### TASKS TO PERFORM
**a.** According to the article about what to do after unprotected sex, how long after unprotected sex can emergency contraception still be used?
**b.** Write the next part of the article about what to do after unprotected sex, starting right after its last sentence.

### DOCUMENT SEGMENT
Sometimes the condom breaks. Sometimes you are too tired, too drunk or too lazy to even use a condom. Sometimes you’re on the pill, but realize you’ve missed a couple days so you might not have been protected from getting pregnant while having sex the night before. I’d like to think every college student is practicing safe sex every time, but I’m not an idiot. Life happens and mistakes get made. Here are some smart things to do after you have a lapse in judgment.
First, you can get emergency contraception. Unless you are on the pill or another form of birth control, this is the first issue to deal with. You only have 5 days or 120 hours after unprotected sex to be able to use this form of protection. There are two types of emergency contraception- morning-after pill and IUD insertion. The morning-after pill prevents ovulation, so an egg won’t be released. It may also thicken the cervical mucus preventing sperm from reaching an egg. It does not cause an abortion. It is used to prevent a pregnancy. Within 5 days of having unprotected sex you can also choose to have an IUD inserted. An IUD is a small device that is inserted directly into the uterus. Once in place, it will prevent pregnancy for up to 5 years after insertion. The morning-after pill will reduce the chance of pregnancy by up to 89% if used within the first 72 hours after having unprotected sex. The sooner you are able to take the pill, the better chances of preventing pregnancy. The morning after pill can not be used long term. You will need to use another form of birth control if you want to prevent pregnancy in the future.

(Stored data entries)
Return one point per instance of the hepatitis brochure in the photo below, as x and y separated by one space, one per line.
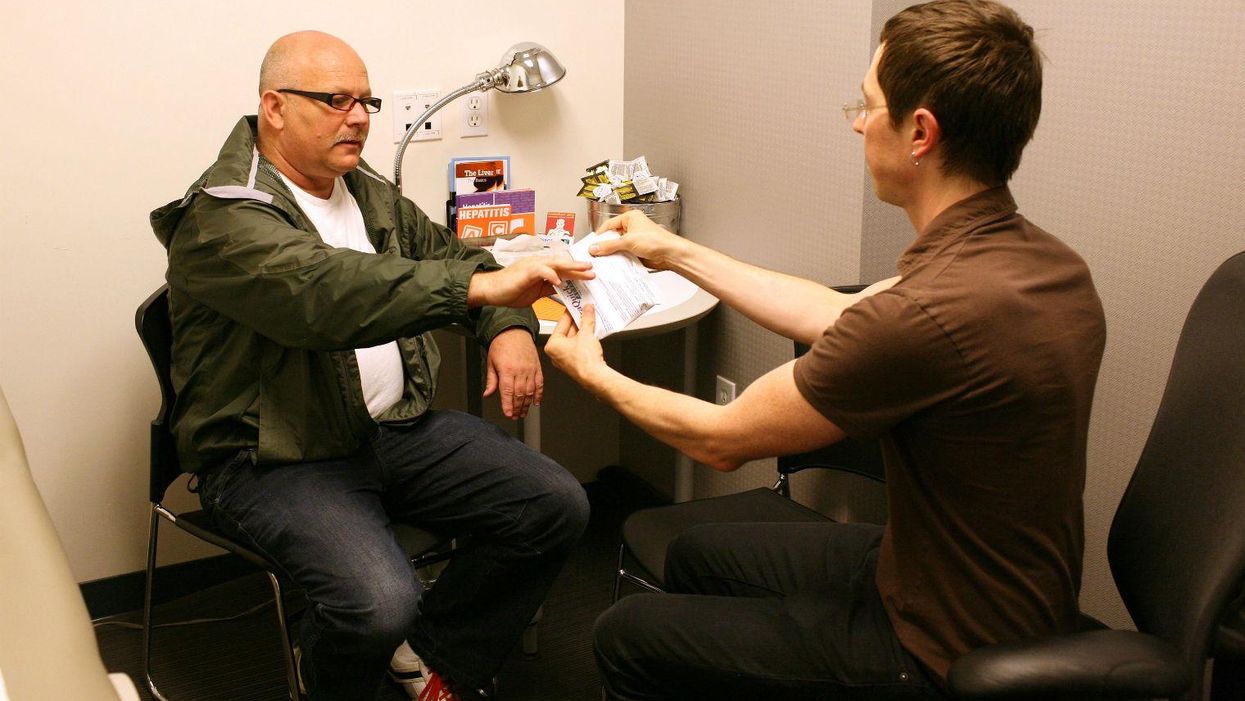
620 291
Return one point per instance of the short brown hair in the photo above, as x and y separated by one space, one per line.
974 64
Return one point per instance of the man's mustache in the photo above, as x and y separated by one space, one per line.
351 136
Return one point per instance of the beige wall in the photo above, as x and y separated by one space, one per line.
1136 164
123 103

---

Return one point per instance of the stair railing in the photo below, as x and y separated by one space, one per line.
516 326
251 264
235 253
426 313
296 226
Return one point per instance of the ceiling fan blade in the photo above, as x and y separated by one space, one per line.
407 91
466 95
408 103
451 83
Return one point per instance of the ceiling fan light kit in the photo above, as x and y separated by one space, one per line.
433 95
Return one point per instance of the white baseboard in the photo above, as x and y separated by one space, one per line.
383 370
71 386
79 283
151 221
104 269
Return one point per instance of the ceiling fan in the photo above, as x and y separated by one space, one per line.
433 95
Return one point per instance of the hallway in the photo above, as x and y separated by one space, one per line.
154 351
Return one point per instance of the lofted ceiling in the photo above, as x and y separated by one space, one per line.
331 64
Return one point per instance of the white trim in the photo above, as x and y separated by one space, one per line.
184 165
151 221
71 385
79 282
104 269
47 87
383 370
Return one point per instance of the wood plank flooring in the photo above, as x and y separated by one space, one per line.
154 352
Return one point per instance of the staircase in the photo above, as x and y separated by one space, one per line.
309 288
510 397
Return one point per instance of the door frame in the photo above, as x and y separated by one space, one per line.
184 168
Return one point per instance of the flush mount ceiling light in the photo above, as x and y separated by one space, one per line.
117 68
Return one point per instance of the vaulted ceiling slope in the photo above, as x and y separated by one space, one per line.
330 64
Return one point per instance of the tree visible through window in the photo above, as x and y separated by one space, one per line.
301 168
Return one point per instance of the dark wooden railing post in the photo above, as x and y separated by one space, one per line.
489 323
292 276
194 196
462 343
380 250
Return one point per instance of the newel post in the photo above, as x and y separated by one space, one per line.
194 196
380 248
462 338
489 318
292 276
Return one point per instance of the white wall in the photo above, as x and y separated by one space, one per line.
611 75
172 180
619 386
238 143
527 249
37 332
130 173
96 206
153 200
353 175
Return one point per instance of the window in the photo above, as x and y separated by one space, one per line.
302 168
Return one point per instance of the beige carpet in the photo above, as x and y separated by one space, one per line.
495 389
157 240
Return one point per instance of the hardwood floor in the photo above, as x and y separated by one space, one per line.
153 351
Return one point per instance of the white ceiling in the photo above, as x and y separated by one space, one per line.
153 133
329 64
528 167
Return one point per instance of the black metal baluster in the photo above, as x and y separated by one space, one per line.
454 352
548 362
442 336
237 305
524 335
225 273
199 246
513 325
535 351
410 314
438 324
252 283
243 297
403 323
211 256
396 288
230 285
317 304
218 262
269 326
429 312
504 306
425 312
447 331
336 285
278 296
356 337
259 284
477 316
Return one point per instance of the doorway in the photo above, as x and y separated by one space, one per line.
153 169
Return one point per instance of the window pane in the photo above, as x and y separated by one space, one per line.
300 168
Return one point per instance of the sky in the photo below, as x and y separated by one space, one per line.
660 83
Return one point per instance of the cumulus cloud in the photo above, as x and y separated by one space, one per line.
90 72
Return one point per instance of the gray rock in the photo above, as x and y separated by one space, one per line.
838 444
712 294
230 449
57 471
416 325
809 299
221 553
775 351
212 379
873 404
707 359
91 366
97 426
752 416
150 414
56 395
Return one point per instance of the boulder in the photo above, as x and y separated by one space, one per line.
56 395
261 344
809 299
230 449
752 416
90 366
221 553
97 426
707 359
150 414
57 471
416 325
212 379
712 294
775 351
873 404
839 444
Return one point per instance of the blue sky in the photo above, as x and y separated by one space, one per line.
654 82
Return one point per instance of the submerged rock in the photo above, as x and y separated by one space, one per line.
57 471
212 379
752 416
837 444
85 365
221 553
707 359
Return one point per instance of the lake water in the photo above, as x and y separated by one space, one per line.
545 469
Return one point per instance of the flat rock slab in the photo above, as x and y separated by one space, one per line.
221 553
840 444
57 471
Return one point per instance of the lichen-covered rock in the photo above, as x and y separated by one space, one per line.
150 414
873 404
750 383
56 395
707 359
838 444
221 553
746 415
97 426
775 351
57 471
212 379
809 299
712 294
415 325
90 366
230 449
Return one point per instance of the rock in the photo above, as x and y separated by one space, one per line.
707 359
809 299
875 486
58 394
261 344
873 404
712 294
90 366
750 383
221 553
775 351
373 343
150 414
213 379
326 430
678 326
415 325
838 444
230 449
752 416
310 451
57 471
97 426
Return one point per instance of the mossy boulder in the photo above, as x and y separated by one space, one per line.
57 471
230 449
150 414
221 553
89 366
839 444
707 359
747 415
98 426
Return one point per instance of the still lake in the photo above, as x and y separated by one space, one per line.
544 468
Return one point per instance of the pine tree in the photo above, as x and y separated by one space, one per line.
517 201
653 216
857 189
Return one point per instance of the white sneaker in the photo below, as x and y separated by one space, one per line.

---

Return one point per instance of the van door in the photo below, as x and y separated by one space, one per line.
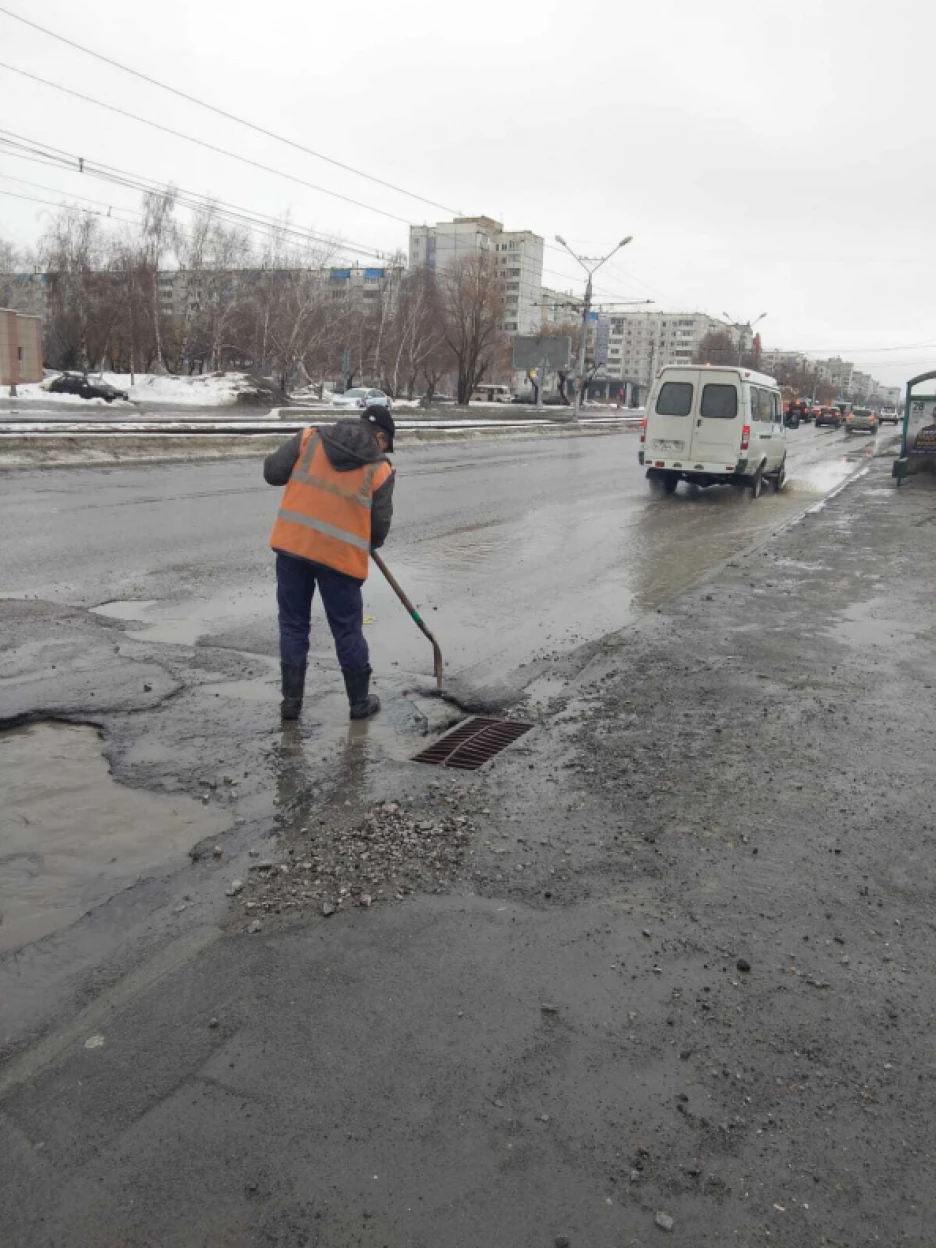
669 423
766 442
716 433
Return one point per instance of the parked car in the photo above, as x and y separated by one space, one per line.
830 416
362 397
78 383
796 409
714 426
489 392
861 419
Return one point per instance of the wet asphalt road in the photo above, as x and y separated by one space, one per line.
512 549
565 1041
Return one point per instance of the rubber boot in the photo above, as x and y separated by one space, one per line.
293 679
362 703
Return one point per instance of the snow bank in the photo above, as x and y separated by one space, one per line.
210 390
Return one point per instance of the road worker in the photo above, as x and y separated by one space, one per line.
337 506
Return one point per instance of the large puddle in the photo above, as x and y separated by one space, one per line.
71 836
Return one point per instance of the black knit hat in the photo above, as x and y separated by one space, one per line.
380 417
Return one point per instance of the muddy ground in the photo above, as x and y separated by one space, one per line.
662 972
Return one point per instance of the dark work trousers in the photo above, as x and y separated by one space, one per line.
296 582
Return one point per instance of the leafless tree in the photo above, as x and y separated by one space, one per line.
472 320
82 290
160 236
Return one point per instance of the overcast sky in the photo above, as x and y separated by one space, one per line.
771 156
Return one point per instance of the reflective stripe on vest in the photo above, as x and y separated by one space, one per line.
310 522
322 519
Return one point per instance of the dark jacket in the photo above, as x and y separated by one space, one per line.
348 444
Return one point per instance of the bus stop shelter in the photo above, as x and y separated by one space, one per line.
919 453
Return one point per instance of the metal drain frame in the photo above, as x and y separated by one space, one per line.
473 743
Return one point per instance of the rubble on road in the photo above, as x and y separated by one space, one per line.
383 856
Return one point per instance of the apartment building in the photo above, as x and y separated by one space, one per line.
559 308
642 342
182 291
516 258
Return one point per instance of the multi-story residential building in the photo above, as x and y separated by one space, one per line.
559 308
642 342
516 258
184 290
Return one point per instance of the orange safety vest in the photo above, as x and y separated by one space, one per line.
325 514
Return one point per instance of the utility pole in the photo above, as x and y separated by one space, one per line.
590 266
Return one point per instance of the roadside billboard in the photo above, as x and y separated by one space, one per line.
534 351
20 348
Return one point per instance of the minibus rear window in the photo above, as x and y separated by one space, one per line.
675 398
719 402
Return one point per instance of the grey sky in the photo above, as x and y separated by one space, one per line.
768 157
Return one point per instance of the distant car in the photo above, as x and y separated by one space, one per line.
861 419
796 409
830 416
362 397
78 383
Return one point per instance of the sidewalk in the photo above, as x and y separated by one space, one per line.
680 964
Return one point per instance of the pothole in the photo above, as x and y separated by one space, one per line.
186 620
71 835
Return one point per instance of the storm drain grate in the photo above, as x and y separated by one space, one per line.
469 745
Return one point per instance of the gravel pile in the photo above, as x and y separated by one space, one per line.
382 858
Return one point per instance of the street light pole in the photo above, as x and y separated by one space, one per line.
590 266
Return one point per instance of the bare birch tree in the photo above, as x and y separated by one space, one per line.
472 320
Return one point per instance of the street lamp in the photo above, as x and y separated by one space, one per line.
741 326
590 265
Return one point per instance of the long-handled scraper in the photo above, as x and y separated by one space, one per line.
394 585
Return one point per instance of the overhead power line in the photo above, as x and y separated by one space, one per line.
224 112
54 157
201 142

### EXERCISE RESPONSES
**a.** Within 5 days, or 120 hours.

**b.**
Even if you are using birth control or emergency contraception, you are still at risk for contracting a sexually transmitted disease or infection. It is best to get tested as soon as possible even if you don’t have any symptoms. How do they test for STI’s? There isn’t just one test for all STI’s. You will have to let your doctor know your sexual practices and any symptoms. Some STI’s are tested by a blood sample, some use a urine sample, and others use a tissue sample. If you have obvious symptoms, it may be easier for your doctor to diagnose through a physical exam. Otherwise, your doctor will send your sample to a lab to be tested, and you will be notified within a few days if you’ve tested positive or not. Sometimes your doctor may ask you to come back to be retested in 6 months because some infections don’t show up right away. Make sure you follow through on getting tested because most people do not show any signs or symptoms of having an STI.
College is about having fun and living in a the moment. However, when it comes to having sex it pays to think ahead and be prepared. Carry a condom with you or have some available in your room or apartment. You can usually get free condoms from your health center on most campuses. Even when you are fully prepared, having sex can be risky. The condom can break. If you aren’t using another form of birth control, don’t hesitate to take emergency contraception. Then get your butt down to Planned Parenthood or your doctor’s office to get tested for any sexually transmitted infections. This way you won’t be at risk to spread any infections to others unknowingly.
If you find that you are pregnant or have an STI, it can be very scary. No one wants to deal with that type of stress on top of all the other stresses in college. However, it can happen. Please seek out help if you aren’t sure about what to do next. Contact the Health or Wellness Center on your campus if you have no where else to go. It is confidential and free. You can also access Counseling Services on your campus as well. A counselor can help you process your feelings and help you figure out what your options are.